## WHAT THIS TASK INVOLVES
Count the lines in the following listing that contain the word "below", and give only that number.

(Point annotation dataset listing)
+ + + + +
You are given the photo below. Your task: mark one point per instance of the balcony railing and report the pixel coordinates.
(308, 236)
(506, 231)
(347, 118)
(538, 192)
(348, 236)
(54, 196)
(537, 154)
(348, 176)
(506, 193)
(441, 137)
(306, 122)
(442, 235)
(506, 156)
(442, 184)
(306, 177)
+ + + + +
## RESULT OF THIS TASK
1